> **PROBLEM TO WORK ON**
Rewrite all of the records below, swapping "innermost point" for "deepest interior point" wherever it occurs and leaving every other character as it is.

* start LISTING *

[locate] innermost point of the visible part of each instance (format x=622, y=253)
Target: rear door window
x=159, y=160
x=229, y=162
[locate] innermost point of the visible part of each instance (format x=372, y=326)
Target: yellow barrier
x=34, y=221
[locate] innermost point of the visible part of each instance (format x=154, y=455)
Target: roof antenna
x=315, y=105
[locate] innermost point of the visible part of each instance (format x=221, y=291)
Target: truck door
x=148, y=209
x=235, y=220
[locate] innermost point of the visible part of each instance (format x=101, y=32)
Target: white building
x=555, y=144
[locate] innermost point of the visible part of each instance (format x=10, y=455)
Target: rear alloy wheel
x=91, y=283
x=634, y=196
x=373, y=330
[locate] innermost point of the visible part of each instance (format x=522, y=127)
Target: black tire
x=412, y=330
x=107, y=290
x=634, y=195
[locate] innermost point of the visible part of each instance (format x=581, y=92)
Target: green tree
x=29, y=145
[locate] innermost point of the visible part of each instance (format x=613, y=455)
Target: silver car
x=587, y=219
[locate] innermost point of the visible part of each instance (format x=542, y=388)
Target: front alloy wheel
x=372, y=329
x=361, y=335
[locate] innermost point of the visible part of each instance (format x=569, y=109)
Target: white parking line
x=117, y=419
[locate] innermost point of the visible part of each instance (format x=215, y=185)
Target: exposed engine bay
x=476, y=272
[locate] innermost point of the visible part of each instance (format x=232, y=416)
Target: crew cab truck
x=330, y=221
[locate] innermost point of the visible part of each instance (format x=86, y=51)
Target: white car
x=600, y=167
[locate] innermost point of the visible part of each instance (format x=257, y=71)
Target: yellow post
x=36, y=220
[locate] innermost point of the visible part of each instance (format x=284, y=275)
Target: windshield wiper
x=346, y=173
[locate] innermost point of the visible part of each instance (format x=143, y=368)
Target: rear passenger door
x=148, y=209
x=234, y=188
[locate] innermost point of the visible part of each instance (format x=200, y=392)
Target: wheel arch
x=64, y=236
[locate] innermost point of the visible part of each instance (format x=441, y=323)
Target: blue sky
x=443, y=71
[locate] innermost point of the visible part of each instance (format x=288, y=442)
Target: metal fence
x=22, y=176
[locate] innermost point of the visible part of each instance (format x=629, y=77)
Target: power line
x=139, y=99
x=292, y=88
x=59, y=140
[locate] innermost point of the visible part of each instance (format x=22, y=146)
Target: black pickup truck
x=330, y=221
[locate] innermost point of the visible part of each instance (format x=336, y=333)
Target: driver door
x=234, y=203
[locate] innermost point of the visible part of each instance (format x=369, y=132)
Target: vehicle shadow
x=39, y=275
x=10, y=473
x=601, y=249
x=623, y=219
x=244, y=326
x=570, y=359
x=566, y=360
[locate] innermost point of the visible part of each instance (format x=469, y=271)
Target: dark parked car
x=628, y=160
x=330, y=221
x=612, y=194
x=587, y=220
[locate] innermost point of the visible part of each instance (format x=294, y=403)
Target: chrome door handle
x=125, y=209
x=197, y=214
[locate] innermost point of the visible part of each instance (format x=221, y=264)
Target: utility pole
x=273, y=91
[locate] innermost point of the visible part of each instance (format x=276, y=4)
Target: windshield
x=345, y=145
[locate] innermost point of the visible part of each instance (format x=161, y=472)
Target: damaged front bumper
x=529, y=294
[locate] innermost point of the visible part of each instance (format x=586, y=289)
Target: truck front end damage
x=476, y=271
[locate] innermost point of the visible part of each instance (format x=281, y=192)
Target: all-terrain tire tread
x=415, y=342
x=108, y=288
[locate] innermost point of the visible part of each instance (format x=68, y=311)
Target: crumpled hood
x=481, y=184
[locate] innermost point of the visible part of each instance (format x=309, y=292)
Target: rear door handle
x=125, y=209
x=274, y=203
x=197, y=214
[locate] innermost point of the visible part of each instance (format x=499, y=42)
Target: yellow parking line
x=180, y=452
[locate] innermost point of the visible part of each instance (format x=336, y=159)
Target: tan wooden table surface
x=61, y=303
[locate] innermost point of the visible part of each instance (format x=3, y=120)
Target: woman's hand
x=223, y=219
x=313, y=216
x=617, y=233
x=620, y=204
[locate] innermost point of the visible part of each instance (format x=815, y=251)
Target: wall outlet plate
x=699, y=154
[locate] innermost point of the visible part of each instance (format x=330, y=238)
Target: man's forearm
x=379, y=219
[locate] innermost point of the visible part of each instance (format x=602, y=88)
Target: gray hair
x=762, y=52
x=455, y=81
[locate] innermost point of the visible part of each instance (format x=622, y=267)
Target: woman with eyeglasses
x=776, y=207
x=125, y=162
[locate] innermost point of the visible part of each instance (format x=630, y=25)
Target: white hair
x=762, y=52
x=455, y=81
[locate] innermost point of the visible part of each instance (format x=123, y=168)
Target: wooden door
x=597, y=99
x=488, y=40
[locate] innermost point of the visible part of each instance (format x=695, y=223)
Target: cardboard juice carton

* end LISTING *

> **EXERCISE ANSWER**
[locate] deepest interior point of the visible part of each instance (format x=622, y=253)
Target: rear door window
x=159, y=160
x=229, y=162
[locate] deepest interior point of the visible part of each instance (format x=372, y=326)
Target: yellow barrier
x=34, y=221
[locate] deepest interior point of the visible part of each instance (format x=154, y=455)
Target: roof antenna
x=315, y=105
[locate] deepest interior point of the visible part of each instance (format x=221, y=291)
Target: truck door
x=148, y=209
x=235, y=220
[locate] deepest interior point of the visible part of each instance (format x=101, y=32)
Target: white building
x=555, y=144
[locate] deepest interior point of the visible part of each instance (format x=10, y=455)
Target: rear alloy wheel
x=91, y=283
x=634, y=196
x=373, y=330
[locate] deepest interior point of the visible part of each instance (format x=522, y=127)
Target: black tire
x=412, y=330
x=107, y=290
x=634, y=195
[locate] deepest interior point of the visible part of each instance (format x=581, y=92)
Target: green tree
x=29, y=145
[locate] deepest interior point of the visible part of each instance (format x=613, y=455)
Target: silver car
x=587, y=219
[locate] deepest interior point of the visible part of each instance (format x=542, y=388)
Target: front alloy wheel
x=372, y=329
x=361, y=335
[locate] deepest interior point of the visible part of each instance (format x=569, y=109)
Target: white parking line
x=117, y=419
[locate] deepest interior point of the visible part of each instance (format x=215, y=185)
Target: exposed engine bay
x=476, y=272
[locate] deepest interior point of the visible part of each instance (format x=232, y=416)
Target: crew cab truck
x=330, y=221
[locate] deepest interior point of the visible part of each instance (format x=86, y=51)
Target: white car
x=600, y=167
[locate] deepest interior point of the visible part of each instance (format x=257, y=71)
Target: yellow post
x=36, y=220
[locate] deepest interior point of the visible part of each instance (format x=284, y=275)
Target: windshield wiper
x=346, y=173
[locate] deepest interior point of the visible part of each instance (format x=143, y=368)
Target: rear passenger door
x=148, y=209
x=234, y=188
[locate] deepest interior point of the visible part of each instance (format x=200, y=392)
Target: wheel arch
x=64, y=236
[locate] deepest interior point of the visible part of each instance (format x=441, y=323)
Target: blue sky
x=443, y=71
[locate] deepest interior point of the visible part of each instance (format x=288, y=442)
Target: metal fence
x=22, y=176
[locate] deepest interior point of the visible part of each instance (format x=629, y=77)
Target: power line
x=139, y=99
x=292, y=88
x=59, y=140
[locate] deepest interior point of the visible part of each instance (format x=22, y=146)
Target: black pickup truck
x=330, y=221
[locate] deepest interior point of the visible part of each instance (format x=336, y=333)
Target: driver door
x=234, y=203
[locate] deepest interior point of the visible part of each instance (format x=369, y=132)
Target: vehicle shadow
x=39, y=275
x=10, y=473
x=601, y=249
x=623, y=219
x=244, y=326
x=570, y=359
x=566, y=360
[locate] deepest interior point of the visible part of each instance (format x=469, y=271)
Target: dark parked car
x=628, y=160
x=330, y=221
x=612, y=194
x=587, y=220
[locate] deepest interior point of the visible part of each instance (format x=294, y=403)
Target: chrome door handle
x=125, y=209
x=197, y=214
[locate] deepest interior point of the visible part of each instance (format x=221, y=264)
Target: utility pole
x=273, y=91
[locate] deepest interior point of the visible part of each instance (format x=276, y=4)
Target: windshield
x=345, y=145
[locate] deepest interior point of the visible part of each instance (format x=161, y=472)
Target: damaged front bumper
x=529, y=294
[locate] deepest interior point of the visible part of each instance (format x=586, y=289)
Target: truck front end damage
x=476, y=271
[locate] deepest interior point of the visible part of each instance (format x=281, y=192)
Target: all-terrain tire tread
x=415, y=342
x=108, y=288
[locate] deepest interior point of the visible part of each instance (format x=68, y=311)
Target: crumpled hood
x=481, y=184
[locate] deepest interior point of the visible part of each instance (format x=309, y=292)
Target: rear door handle
x=125, y=209
x=274, y=203
x=197, y=214
[locate] deepest interior point of the visible part of each instance (format x=499, y=42)
Target: yellow parking line
x=180, y=452
[locate] deepest interior point of the visible part of each instance (format x=336, y=159)
Target: tan wooden table surface
x=61, y=303
[locate] deepest interior point of the visible part of each instance (format x=3, y=120)
Target: woman's hand
x=223, y=219
x=313, y=216
x=617, y=233
x=620, y=204
[locate] deepest interior point of the visible part of each instance (format x=815, y=251)
Target: wall outlet plate
x=699, y=154
[locate] deepest interior point of the visible part of each instance (format x=330, y=238)
Target: man's forearm
x=379, y=219
[locate] deepest interior point of the visible part of each instance (format x=602, y=88)
Target: gray hair
x=762, y=52
x=455, y=81
[locate] deepest interior point of the visible part of each instance (format x=622, y=267)
Target: woman with eyeglasses
x=776, y=207
x=125, y=162
[locate] deepest interior point of the visible part of each instance (format x=630, y=25)
Target: white hair
x=762, y=52
x=455, y=81
[locate] deepest interior point of the visible part of each instance (format x=123, y=168)
Target: wooden door
x=597, y=99
x=488, y=40
[locate] deepest interior point of the visible part of each instance (format x=695, y=223)
Target: cardboard juice carton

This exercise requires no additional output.